A group of Latino medical students are consolidating their field expertise and humanitarian advocacy to campaign for better conditions in Immigration and Customs Enforcement detention centers.
Students in the University of Minnesota - Twin Cities’ chapter of the Latino Medical Student Association are advocating for a bill in Congress that would set a standard of care for immigrants in detention centers operated by Customs and Border Patrol. LMSA members believe the detention center conditions lie at the intersection of public health and humanitarian efforts.
The Humanitarian Standards for Individuals in Customs and Border Protection Custody Act would require CBP to provide adequate drinking water, food, hygiene products and other essentials to immigrants in detention centers. The legislation would also require initial health screenings to identify individuals with acute health conditions or who require more immediate care or priority, like pregnant women, children and those with disabilities.
The legislation passed the U.S. House of Representatives in July and now awaits Senate action.
“When I visited the CBP detention facilities at our border, I saw dirty, inhumane conditions that threatened the health of infants, toddlers and pregnant women. Seven children have now died under the custody, and therefore the responsibility, of our federal government,” said Rep. Raul Ruiz, D-Calif., in a statement to the Minnesota Daily.
Students in LMSA showed their support for the bill with a rally on Sept. 4 at Northrop Plaza. LMSA chapter co-founder Karina Romo and chapter events chair David Perez-Molinar organized the rally.
__________________________________________________
## EXERCISE GOAL
Reproduce the part of the article on the detention-center bill that runs from "The Humanitarian Standards" down to "those with disabilities.", keeping every word unchanged.

## RECORD EXTRACTS
__________________________________________________
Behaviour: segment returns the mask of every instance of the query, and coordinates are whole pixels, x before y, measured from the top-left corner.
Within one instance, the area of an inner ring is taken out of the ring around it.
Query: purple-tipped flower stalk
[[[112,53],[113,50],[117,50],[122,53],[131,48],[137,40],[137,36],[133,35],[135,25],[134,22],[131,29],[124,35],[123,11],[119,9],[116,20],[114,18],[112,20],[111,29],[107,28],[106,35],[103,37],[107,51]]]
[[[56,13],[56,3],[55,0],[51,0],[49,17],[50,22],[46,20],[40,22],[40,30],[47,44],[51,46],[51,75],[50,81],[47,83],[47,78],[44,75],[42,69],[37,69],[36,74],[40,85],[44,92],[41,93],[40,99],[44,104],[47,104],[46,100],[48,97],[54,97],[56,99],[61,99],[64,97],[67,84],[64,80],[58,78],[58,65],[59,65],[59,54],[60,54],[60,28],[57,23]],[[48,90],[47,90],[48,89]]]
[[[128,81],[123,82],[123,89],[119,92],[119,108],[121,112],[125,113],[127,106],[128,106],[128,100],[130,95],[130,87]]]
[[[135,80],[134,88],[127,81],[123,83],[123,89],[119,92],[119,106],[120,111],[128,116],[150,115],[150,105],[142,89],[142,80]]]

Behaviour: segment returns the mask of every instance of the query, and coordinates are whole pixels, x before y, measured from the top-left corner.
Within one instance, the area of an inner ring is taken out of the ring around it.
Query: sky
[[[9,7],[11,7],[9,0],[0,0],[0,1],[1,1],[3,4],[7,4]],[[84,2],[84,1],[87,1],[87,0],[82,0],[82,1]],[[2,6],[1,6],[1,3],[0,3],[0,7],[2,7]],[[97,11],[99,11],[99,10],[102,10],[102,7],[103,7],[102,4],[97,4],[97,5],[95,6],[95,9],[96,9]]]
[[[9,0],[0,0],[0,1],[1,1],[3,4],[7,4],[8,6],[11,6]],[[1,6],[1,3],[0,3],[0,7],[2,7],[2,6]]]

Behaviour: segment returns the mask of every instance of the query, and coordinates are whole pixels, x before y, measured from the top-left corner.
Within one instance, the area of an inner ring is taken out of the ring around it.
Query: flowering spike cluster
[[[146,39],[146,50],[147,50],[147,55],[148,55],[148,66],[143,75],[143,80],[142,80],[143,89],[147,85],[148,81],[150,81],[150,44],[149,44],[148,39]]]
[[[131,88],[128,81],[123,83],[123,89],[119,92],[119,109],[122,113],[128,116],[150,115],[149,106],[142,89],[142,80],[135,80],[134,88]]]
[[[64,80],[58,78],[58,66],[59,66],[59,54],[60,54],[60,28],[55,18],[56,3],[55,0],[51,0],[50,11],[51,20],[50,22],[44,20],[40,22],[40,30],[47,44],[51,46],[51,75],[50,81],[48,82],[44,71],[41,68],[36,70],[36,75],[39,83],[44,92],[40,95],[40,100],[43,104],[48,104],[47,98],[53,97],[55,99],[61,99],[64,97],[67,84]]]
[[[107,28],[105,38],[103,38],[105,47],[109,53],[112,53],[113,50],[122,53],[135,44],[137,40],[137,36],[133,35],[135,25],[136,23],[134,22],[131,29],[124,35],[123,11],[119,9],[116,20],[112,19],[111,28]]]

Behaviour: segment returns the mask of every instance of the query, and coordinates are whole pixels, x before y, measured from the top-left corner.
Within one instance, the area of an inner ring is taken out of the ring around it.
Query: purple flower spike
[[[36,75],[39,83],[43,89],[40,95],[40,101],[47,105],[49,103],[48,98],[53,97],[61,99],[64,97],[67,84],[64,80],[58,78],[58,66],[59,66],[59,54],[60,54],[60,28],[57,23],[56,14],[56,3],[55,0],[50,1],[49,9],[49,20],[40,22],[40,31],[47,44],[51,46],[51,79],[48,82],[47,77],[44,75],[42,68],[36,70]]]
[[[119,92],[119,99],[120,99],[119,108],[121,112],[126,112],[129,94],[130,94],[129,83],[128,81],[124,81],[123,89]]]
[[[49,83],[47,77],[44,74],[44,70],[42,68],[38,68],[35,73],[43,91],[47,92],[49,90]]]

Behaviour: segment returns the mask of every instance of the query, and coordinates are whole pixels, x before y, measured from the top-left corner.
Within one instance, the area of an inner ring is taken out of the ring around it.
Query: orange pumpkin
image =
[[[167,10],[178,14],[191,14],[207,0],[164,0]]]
__________________________________________________
## WRITTEN SOLUTION
The Humanitarian Standards for Individuals in Customs and Border Protection Custody Act would require CBP to provide adequate drinking water, food, hygiene products and other essentials to immigrants in detention centers. The legislation would also require initial health screenings to identify individuals with acute health conditions or who require more immediate care or priority, like pregnant women, children and those with disabilities.